Thursday, September 28, 2006

Chewy Nut Cookies



These are absolutely irresistible. One batch makes around 30, and if you can leave them, they will keep for a few days in an air-tight jar. However, they're absolutely at their best when freshly baked, so go ahead and have seconds. (If you want to keep some, the freezer is your best option. Then you can gently re-heat in the oven when you want to eat them.)

Make sure to leave a lot of room - these will spread. As you can see in the picture, I ended up with an entire cookie sheet full of cookie, and had to cut mine into squares. But whatever - the taste is the same.

If you feel like a bit more effort, you can roast and peel your hazelnuts before baking. I never bother.

Chewy Nut Cookies
Makes 30

200 g hazelnuts
25 g butter
2,5 dl (1 cup) sugar
2 eggs

Preheat the oven to 200°C. Put aside 30 whole hazelnuts, and grind the rest finely in a grinder or in a food processor.

Melt the butter and let it cool a bit. Add the nuts, sugar and the eggs, and mix until uniform. Place spoonfuls well apart on a lined cookie sheet, and top each cookie with a reserved hazelnut. Bake for about 10 minutes. Don't burn yourself eagerly trying to stuff one into your mouth - they cool very quickly.

Nötkakor

Wednesday, September 27, 2006

Southwest Bulgur Salad



Very inspired by this post from What We're Eating, I decided to pull together a simple little bulgur salad to serve with lamb chops the other day. The results were great! I didn't follow Amanda's recipe all that closely, but somewhat. I boiled bulgur the way I always do (twice the amount of water, lightly salt, bring to a boil, cover with a lid on low heat...) and tossed it with finely diced tomatoes, red onion, red pepper and cilantro, and for a dressing just olive oil, garlic, lime juice, lime zest, cumin and dried chipotle pepper. Delicious - and so easy.

Tuesday, September 26, 2006

Maltesers


Oh, happiness is a big bowl of Maltesers.

Monday, September 25, 2006

Smoked Beef with Fermented Soya Beans!

Dataset items:
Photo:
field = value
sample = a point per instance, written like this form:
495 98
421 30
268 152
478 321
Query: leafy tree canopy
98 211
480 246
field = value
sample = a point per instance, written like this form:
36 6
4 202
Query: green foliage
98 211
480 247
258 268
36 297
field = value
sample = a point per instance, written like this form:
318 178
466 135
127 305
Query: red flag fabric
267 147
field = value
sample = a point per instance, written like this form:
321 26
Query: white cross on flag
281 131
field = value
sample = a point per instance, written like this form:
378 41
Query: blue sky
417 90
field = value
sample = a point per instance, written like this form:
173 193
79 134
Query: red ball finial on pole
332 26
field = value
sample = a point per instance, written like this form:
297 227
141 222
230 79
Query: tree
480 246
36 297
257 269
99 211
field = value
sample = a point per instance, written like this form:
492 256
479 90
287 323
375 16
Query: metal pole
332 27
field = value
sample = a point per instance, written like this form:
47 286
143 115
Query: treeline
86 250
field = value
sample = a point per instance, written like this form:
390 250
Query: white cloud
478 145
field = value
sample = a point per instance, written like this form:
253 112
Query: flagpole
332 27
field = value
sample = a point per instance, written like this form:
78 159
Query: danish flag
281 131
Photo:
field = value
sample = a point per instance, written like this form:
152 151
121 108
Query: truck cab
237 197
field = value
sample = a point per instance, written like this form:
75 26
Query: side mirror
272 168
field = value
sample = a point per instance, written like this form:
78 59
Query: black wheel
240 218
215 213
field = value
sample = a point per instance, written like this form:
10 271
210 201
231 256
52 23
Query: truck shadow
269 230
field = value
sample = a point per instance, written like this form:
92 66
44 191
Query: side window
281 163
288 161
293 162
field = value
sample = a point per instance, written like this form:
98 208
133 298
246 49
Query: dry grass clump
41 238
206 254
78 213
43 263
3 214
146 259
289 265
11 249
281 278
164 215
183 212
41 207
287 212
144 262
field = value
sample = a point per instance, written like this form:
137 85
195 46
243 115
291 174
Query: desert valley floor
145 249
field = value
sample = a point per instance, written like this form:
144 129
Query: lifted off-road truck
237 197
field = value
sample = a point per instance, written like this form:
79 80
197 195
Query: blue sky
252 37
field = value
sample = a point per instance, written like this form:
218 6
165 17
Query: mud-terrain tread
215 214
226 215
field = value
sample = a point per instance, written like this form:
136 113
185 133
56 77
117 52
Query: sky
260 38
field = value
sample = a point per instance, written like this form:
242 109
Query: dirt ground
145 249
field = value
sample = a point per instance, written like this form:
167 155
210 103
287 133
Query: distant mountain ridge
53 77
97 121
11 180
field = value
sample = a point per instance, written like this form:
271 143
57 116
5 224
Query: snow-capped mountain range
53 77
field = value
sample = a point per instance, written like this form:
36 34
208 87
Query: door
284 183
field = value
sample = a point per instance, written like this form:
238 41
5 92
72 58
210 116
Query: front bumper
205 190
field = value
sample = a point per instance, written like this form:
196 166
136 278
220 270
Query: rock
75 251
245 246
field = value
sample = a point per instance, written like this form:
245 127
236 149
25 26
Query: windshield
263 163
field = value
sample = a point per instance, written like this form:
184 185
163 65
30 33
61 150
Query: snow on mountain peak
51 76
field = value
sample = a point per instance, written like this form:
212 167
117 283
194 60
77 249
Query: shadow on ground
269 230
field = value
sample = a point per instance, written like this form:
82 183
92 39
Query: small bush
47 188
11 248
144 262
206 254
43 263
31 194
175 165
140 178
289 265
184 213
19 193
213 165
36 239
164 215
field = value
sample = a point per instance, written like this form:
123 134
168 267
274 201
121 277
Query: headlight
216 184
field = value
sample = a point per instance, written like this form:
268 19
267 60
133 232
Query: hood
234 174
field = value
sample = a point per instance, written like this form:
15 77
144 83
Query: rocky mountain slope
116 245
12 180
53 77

■ **Problems to work on**
1 - From the ingredient list of the Chewy Nut Cookies recipe in the food blog excerpt, list every ingredient together with its stated quantity.
2 - Reproduce verbatim the section of the food blog excerpt that opens with the words containing "Make sure to" and closes with "a food processor.".

■ **Written answers**
1 -
- 200 g hazelnuts
- 25 g butter
- 2,5 dl (1 cup) sugar
- 2 eggs

2 -
Make sure to leave a lot of room - these will spread. As you can see in the picture, I ended up with an entire cookie sheet full of cookie, and had to cut mine into squares. But whatever - the taste is the same.

If you feel like a bit more effort, you can roast and peel your hazelnuts before baking. I never bother.

Chewy Nut Cookies
Makes 30

200 g hazelnuts
25 g butter
2,5 dl (1 cup) sugar
2 eggs

Preheat the oven to 200°C. Put aside 30 whole hazelnuts, and grind the rest finely in a grinder or in a food processor.